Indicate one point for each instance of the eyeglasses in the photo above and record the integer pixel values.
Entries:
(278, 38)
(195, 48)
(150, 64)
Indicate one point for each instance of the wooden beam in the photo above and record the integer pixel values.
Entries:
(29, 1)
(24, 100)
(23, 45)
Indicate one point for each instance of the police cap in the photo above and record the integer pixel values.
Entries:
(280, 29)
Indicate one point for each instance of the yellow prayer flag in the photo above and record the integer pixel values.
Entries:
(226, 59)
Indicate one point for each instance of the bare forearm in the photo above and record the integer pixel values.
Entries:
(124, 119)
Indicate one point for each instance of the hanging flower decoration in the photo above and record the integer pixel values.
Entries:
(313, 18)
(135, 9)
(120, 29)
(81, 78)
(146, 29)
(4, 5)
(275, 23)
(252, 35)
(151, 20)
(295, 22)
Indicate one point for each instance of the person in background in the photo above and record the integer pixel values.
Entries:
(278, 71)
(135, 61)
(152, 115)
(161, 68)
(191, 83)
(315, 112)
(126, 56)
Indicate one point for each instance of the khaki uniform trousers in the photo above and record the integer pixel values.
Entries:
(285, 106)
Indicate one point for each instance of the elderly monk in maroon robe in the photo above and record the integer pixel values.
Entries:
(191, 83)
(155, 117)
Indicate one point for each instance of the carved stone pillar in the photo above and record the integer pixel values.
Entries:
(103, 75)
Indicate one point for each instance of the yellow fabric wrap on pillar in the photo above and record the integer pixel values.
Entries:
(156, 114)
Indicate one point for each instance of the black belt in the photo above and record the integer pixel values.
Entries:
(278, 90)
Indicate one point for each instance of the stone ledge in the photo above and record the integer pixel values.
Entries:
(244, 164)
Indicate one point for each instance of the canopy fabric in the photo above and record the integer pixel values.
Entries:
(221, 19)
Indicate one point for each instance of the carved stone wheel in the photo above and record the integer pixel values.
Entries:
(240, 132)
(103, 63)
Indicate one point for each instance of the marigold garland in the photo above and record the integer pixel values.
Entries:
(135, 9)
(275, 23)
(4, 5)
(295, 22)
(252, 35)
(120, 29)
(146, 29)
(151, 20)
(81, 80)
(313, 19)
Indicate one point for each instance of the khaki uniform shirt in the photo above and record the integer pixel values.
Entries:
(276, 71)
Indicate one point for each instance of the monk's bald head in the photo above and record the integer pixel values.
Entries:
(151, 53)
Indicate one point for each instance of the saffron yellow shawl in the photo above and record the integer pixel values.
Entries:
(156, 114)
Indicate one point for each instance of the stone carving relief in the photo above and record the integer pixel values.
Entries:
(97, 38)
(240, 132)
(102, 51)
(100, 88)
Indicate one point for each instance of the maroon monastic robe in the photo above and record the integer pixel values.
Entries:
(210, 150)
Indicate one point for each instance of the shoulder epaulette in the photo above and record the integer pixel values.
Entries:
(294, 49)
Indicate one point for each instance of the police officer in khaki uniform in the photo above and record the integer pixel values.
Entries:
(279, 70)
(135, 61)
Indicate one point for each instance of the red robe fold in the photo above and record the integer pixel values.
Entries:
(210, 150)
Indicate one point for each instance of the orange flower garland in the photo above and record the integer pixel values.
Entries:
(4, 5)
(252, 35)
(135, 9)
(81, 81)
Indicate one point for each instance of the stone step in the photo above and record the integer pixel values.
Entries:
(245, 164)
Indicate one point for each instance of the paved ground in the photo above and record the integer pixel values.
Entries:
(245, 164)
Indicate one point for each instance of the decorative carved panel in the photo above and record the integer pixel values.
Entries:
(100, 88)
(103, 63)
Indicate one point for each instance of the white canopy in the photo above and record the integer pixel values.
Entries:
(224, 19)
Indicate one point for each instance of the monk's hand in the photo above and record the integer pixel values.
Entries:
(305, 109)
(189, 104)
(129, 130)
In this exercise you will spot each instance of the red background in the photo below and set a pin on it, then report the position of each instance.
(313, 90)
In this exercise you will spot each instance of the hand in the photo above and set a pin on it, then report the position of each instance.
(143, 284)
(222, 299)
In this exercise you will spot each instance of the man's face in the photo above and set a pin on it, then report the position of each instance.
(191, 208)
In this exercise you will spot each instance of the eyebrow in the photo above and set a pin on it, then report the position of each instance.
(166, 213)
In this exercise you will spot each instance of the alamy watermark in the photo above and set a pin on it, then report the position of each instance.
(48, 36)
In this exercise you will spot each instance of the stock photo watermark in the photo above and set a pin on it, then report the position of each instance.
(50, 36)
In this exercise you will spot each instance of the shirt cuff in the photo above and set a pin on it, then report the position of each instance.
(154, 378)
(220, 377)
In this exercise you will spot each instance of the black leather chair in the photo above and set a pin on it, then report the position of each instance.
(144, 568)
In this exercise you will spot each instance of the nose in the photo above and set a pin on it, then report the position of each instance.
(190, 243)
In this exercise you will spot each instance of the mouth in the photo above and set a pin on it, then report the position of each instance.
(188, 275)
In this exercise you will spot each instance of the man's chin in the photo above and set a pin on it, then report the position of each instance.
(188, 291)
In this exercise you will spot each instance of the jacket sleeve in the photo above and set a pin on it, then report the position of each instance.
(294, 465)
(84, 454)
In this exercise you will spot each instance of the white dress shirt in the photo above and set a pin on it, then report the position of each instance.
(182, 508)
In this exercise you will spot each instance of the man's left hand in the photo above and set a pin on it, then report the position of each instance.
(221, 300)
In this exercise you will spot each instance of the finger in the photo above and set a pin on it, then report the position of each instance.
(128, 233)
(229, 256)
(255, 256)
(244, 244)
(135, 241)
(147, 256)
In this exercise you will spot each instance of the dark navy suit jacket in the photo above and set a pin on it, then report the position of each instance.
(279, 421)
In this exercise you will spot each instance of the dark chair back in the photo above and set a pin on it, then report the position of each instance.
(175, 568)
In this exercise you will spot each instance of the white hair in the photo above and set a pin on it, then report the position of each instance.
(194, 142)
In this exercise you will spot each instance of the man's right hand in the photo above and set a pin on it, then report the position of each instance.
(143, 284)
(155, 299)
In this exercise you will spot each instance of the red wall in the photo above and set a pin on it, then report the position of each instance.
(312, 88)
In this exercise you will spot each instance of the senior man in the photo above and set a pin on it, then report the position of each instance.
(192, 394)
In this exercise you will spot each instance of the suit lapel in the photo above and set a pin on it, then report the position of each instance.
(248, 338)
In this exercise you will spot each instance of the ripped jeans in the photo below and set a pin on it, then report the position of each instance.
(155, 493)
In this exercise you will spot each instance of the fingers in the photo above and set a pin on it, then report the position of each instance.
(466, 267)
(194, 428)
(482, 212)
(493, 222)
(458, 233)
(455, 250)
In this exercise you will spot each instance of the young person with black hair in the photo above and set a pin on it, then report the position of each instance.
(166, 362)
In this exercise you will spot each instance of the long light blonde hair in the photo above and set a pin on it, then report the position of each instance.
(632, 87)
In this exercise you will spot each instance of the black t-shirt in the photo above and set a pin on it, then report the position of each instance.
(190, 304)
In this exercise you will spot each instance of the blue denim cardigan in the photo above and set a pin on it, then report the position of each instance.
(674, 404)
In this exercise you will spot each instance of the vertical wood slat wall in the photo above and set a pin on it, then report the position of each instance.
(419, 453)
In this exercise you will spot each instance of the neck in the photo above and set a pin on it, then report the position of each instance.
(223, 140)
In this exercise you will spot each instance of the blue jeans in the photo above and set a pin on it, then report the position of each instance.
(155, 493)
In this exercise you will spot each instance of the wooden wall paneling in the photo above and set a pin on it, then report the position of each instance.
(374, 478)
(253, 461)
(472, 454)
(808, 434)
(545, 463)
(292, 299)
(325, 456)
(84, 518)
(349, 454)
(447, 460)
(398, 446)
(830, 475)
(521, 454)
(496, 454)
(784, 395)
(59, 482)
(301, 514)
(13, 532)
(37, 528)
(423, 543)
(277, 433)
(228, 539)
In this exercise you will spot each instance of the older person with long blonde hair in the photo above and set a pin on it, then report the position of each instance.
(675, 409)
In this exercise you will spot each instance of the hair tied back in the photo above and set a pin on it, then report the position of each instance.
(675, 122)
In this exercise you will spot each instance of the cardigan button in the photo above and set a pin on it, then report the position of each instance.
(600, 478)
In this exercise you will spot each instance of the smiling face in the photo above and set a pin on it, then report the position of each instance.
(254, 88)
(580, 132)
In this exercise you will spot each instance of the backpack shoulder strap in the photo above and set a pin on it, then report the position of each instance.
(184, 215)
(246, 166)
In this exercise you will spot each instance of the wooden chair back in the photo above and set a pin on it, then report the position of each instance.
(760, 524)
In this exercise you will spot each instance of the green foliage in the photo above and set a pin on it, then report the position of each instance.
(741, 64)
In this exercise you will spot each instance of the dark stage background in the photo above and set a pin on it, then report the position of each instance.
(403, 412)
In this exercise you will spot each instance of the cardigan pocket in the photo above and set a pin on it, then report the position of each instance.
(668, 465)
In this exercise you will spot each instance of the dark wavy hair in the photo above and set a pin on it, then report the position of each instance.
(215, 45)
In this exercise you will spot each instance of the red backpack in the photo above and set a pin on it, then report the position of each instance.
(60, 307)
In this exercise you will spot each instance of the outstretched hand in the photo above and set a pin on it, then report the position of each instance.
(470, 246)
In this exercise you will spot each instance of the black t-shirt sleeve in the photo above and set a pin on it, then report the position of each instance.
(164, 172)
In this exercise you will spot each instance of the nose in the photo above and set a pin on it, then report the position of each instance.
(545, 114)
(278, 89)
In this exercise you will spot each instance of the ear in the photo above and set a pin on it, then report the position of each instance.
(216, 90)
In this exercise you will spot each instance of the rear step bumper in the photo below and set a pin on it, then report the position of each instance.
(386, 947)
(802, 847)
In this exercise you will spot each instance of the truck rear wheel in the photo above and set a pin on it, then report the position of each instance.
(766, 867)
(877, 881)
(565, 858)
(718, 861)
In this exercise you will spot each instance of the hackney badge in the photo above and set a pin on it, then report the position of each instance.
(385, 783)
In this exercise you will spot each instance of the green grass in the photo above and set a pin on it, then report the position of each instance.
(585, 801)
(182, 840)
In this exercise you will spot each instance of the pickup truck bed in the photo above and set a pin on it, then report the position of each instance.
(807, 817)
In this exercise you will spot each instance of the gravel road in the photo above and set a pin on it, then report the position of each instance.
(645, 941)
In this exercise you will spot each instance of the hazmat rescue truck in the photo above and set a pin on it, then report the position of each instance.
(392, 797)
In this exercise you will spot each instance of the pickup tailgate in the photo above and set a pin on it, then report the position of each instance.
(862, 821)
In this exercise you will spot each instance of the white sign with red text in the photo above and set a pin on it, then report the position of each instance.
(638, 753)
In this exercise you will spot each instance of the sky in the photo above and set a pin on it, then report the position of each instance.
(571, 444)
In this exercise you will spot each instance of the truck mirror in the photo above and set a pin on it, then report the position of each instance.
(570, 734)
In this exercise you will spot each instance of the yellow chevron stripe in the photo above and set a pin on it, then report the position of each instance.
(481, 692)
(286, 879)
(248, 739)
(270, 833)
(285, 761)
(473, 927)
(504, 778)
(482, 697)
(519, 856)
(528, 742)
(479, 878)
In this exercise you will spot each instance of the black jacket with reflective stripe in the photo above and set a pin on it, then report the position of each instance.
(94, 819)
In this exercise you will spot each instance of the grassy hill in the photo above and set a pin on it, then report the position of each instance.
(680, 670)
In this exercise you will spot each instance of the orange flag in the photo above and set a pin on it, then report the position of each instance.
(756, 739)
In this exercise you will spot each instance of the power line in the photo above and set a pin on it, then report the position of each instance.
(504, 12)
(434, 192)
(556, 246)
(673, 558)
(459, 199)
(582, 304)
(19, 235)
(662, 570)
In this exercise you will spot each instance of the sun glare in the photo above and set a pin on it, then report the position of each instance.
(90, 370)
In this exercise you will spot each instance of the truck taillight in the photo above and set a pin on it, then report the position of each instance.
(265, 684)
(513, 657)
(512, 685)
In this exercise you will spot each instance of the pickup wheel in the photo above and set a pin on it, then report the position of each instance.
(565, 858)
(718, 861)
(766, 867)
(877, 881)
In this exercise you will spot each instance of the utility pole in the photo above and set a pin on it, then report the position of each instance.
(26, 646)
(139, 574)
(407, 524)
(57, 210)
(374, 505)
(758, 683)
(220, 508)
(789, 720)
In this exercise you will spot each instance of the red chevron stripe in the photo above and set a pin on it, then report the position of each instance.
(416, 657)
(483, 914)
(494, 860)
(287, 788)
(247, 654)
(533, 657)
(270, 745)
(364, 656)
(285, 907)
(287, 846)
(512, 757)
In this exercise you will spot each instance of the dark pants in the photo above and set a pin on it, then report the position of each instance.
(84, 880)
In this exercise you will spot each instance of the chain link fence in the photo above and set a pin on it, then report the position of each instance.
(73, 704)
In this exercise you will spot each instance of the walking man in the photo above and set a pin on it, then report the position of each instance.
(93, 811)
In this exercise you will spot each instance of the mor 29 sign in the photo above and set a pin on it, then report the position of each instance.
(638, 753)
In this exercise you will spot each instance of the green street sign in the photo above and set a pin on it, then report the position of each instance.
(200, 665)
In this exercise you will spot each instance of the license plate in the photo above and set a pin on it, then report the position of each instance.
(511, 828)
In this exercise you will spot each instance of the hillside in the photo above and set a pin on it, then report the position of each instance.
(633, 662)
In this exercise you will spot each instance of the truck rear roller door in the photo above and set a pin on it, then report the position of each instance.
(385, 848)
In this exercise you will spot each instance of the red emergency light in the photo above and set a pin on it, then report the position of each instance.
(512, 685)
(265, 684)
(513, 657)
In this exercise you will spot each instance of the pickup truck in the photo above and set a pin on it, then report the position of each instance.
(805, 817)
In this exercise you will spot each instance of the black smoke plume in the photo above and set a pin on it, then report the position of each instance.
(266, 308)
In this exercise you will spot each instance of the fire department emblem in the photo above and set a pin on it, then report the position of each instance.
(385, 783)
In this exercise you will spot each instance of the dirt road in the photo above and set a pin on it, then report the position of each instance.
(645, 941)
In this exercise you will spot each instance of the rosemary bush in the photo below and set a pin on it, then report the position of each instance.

_WHAT YOU ARE ASKED TO DO:_ All that is needed is a number: how many lines in the data above contain the string "police".

_OUTPUT:_ 2